### Required action
Pull every line of the listing below out word for word, leaving the pictures out.

### Dataset entries
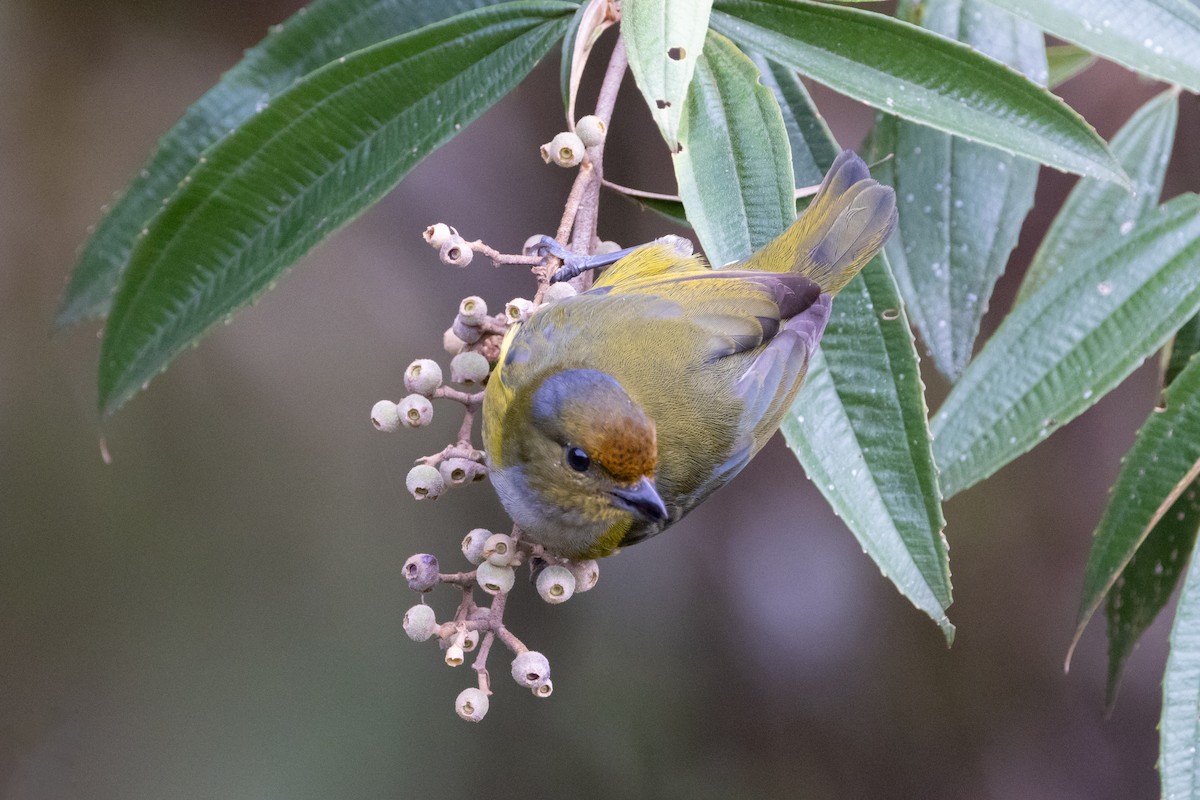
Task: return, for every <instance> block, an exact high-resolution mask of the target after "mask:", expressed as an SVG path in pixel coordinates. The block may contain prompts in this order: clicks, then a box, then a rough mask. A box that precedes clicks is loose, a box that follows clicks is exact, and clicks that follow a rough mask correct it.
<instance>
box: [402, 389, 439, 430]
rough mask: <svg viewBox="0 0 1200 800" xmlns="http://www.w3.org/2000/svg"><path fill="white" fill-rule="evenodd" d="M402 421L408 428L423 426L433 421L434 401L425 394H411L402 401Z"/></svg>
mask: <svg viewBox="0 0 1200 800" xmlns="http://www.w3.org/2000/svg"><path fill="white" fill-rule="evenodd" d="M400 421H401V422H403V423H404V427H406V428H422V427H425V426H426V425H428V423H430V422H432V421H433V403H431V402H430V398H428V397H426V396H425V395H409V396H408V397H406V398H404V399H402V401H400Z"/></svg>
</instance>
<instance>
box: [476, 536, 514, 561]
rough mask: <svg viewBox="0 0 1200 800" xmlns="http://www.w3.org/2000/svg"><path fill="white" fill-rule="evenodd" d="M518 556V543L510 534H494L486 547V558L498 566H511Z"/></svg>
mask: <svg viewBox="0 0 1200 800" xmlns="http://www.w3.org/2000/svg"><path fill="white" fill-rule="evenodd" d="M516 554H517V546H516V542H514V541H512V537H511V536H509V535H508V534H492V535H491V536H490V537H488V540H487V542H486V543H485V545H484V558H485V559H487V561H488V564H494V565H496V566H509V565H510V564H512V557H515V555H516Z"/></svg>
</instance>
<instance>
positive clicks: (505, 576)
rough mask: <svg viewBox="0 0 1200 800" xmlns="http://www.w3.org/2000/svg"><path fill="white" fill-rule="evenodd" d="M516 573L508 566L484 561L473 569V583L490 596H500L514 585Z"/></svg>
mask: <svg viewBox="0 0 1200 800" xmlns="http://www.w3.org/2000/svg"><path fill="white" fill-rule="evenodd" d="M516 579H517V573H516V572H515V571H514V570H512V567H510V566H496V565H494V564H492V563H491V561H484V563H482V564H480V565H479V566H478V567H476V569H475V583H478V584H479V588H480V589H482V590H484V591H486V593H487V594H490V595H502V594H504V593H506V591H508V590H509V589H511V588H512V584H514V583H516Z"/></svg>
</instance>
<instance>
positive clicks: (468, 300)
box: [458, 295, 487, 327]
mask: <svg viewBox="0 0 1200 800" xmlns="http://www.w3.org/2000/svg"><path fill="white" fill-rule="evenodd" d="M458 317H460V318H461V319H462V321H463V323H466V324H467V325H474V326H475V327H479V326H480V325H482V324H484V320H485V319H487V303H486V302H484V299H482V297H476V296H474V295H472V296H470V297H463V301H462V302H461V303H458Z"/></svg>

### Response box
Task: return, for every <instance> block, an exact high-resolution mask of the target after "mask:", expressed as an SVG path in pixel coordinates. The block may contain prompts in this order: clicks, then a box, then a rough mask. A box that precedes clicks is loose, a box that follows clicks is exact, and clicks that follow a rough mask correct it.
<instance>
box: [402, 389, 439, 430]
rough mask: <svg viewBox="0 0 1200 800" xmlns="http://www.w3.org/2000/svg"><path fill="white" fill-rule="evenodd" d="M402 421L408 428L423 426L433 421L434 401L425 394H411L402 401Z"/></svg>
mask: <svg viewBox="0 0 1200 800" xmlns="http://www.w3.org/2000/svg"><path fill="white" fill-rule="evenodd" d="M400 421H401V422H403V423H404V427H406V428H422V427H425V426H426V425H428V423H430V422H432V421H433V403H431V402H430V398H428V397H426V396H425V395H409V396H408V397H406V398H404V399H402V401H400Z"/></svg>
</instance>
<instance>
box: [476, 536, 514, 561]
rough mask: <svg viewBox="0 0 1200 800" xmlns="http://www.w3.org/2000/svg"><path fill="white" fill-rule="evenodd" d="M518 556V543L510 534H494L486 547V558L498 566H511Z"/></svg>
mask: <svg viewBox="0 0 1200 800" xmlns="http://www.w3.org/2000/svg"><path fill="white" fill-rule="evenodd" d="M516 554H517V546H516V542H514V541H512V537H511V536H509V535H508V534H492V535H491V536H490V537H488V540H487V542H486V543H485V545H484V558H485V559H487V561H488V564H494V565H496V566H509V565H510V564H512V557H515V555H516Z"/></svg>
</instance>
<instance>
positive clicks: (505, 576)
rough mask: <svg viewBox="0 0 1200 800" xmlns="http://www.w3.org/2000/svg"><path fill="white" fill-rule="evenodd" d="M516 573L508 566L484 561L473 569V583L490 596H500L514 585Z"/></svg>
mask: <svg viewBox="0 0 1200 800" xmlns="http://www.w3.org/2000/svg"><path fill="white" fill-rule="evenodd" d="M516 579H517V573H516V572H515V571H514V570H512V567H510V566H496V565H494V564H492V563H491V561H484V563H482V564H480V565H479V566H478V567H476V569H475V583H478V584H479V588H480V589H482V590H484V591H486V593H487V594H490V595H502V594H504V593H506V591H508V590H509V589H511V588H512V584H514V583H516Z"/></svg>
</instance>
<instance>
positive clicks: (468, 300)
box: [458, 295, 487, 327]
mask: <svg viewBox="0 0 1200 800" xmlns="http://www.w3.org/2000/svg"><path fill="white" fill-rule="evenodd" d="M458 317H460V318H461V319H462V321H463V323H466V324H467V325H474V326H475V327H479V326H480V325H482V324H484V320H485V319H487V303H486V302H484V299H482V297H476V296H474V295H472V296H470V297H463V301H462V302H461V303H458Z"/></svg>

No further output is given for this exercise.